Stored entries

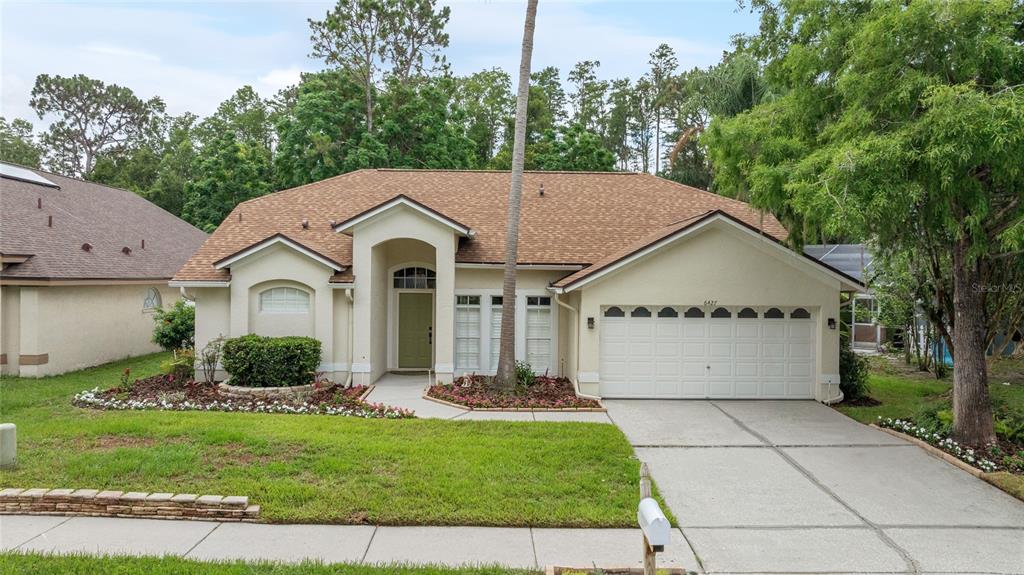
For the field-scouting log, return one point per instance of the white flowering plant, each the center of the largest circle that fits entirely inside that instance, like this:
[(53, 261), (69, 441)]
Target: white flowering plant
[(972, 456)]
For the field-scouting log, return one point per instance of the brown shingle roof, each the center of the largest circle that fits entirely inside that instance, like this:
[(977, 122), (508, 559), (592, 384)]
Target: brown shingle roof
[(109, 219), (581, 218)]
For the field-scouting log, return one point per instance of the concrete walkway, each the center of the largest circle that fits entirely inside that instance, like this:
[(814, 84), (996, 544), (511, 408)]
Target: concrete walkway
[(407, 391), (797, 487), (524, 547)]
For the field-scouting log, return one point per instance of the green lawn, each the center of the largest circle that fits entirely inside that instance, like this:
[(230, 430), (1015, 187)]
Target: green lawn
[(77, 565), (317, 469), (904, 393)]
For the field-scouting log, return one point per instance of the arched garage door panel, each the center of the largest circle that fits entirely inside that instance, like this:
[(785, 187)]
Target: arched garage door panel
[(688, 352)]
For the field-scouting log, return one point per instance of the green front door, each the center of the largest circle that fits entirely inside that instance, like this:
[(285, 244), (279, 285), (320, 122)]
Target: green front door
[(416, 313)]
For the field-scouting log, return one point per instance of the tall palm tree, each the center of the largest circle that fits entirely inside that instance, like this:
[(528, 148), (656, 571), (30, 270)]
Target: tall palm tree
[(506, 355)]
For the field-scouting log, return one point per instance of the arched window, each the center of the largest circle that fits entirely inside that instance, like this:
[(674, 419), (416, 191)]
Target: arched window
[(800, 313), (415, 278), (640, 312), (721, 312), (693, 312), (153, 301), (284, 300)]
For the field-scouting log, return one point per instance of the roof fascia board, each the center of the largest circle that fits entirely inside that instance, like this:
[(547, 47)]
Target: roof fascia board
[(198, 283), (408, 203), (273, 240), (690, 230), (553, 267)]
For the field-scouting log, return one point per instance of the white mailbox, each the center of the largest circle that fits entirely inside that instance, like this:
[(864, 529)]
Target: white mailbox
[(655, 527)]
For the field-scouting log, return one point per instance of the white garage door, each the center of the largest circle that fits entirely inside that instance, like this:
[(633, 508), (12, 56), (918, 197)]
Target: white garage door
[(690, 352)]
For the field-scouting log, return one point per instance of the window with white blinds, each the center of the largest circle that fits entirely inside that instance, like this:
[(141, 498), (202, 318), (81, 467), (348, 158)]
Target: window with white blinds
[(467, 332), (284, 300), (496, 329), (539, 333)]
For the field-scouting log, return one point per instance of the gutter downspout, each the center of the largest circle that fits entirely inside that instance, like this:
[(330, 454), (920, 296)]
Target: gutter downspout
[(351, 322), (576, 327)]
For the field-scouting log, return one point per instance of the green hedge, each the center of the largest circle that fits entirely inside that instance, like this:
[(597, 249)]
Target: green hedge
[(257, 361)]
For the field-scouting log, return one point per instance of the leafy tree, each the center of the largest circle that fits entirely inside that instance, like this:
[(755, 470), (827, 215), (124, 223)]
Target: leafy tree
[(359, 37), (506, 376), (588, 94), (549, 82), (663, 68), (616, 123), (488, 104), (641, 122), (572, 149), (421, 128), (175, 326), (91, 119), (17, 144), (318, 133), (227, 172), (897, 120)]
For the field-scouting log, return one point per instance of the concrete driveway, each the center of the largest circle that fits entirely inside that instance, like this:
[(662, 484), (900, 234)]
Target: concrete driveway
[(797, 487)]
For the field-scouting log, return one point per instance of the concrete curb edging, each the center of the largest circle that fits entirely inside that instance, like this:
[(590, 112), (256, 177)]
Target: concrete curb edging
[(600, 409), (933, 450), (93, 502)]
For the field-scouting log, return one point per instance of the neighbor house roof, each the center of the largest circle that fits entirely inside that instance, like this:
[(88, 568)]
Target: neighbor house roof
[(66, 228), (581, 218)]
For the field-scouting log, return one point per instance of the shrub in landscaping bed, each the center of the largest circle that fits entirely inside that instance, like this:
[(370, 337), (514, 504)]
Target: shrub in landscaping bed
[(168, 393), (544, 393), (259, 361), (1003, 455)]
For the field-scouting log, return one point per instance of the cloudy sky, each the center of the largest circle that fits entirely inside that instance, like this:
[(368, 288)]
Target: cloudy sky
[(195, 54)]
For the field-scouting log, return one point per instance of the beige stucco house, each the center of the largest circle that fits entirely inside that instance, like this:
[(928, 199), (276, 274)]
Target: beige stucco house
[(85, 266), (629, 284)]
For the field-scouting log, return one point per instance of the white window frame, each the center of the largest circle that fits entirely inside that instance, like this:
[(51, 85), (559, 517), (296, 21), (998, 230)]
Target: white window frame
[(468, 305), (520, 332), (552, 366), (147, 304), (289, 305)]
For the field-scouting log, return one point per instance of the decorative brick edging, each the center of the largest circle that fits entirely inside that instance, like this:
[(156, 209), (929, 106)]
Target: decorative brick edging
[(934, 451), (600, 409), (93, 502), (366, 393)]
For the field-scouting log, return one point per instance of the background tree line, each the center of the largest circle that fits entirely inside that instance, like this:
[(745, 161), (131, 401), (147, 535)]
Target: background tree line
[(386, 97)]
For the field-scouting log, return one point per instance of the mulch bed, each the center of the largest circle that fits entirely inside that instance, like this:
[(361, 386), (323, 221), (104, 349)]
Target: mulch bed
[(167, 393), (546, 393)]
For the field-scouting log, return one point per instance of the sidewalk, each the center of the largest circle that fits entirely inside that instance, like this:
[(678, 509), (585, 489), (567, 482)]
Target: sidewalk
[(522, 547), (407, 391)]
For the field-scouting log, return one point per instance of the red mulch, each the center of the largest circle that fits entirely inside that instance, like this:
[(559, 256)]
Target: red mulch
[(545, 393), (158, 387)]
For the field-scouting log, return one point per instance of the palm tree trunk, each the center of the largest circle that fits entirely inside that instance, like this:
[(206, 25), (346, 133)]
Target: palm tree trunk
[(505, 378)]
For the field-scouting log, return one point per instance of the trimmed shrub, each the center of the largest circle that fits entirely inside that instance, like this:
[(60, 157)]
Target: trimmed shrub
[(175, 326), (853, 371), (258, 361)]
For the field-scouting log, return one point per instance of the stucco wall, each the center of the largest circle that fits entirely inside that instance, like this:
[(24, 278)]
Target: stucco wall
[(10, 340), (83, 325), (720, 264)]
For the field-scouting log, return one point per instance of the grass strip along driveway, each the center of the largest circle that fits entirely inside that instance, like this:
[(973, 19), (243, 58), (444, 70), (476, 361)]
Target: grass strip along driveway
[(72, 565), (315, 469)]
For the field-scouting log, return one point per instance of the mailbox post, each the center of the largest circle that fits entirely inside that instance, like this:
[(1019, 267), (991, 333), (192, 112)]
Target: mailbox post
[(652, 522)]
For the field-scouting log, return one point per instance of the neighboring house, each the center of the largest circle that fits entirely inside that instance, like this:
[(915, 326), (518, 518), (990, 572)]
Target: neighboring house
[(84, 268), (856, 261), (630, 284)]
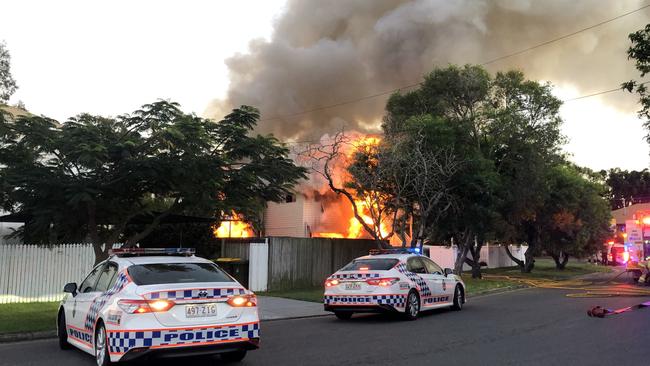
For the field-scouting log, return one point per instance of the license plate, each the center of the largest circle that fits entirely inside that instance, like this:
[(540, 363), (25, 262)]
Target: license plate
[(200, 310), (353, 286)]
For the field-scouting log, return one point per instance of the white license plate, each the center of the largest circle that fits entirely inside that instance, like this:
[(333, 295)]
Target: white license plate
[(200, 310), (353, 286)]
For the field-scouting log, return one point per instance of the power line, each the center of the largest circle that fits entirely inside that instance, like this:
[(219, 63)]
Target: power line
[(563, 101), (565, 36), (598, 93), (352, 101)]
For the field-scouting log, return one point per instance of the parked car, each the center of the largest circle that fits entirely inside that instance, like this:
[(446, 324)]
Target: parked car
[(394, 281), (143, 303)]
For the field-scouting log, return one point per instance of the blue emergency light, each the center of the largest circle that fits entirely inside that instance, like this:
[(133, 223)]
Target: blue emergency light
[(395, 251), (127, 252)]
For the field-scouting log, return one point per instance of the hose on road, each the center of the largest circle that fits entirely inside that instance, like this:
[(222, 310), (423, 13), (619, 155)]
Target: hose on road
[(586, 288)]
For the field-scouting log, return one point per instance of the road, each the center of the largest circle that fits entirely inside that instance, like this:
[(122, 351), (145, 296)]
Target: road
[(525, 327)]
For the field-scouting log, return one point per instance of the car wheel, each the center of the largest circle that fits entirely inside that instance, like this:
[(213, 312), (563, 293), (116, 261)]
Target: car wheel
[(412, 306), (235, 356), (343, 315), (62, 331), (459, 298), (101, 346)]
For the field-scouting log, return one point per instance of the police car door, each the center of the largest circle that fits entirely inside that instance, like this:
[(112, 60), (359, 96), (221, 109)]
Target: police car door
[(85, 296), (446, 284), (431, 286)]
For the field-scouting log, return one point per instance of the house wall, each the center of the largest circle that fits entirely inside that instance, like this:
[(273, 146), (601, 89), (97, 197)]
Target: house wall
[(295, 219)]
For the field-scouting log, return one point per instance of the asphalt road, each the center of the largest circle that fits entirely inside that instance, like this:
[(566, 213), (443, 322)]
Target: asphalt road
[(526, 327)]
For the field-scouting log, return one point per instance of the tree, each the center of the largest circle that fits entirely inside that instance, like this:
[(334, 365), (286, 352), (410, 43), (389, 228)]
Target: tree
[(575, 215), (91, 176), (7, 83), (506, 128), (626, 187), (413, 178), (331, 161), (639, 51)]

:: SET EXERCISE ::
Arrange the rows above, starting with the line that contains "of the trimmed" and going on through the line that contains "[(72, 565), (315, 469)]", as a Markdown table with two columns, Number and Text. Give each line a sequential number in Number and the line itself in Text, leaving out blank lines.

:: WRITTEN REPLY ::
| Number | Text |
|---|---|
| 1 | For the field-scouting log, return one point per instance of the trimmed shrub, each the center of the largest circle that fits entirely inside that instance, like this: |
| 2 | [(60, 157)] |
| 3 | Target: trimmed shrub |
| 4 | [(175, 326), (853, 371), (258, 361)] |
| 5 | For the field-scouting log, return one point per instance of the stucco wall, each the center of the largest circle that fits entirely inside that instance, like this: |
| 6 | [(24, 278)] |
| 7 | Target: stucco wall |
| 8 | [(10, 340), (83, 325), (720, 264)] |
| 9 | For the field-scouting log, return one point per instance of the grass strip along driveway, each the center of the largest circle that fits entirely inside that instance, like this: |
| 10 | [(973, 19), (243, 58), (444, 70), (476, 361)] |
| 11 | Target: grass strip along driveway |
| 12 | [(72, 565), (315, 469)] |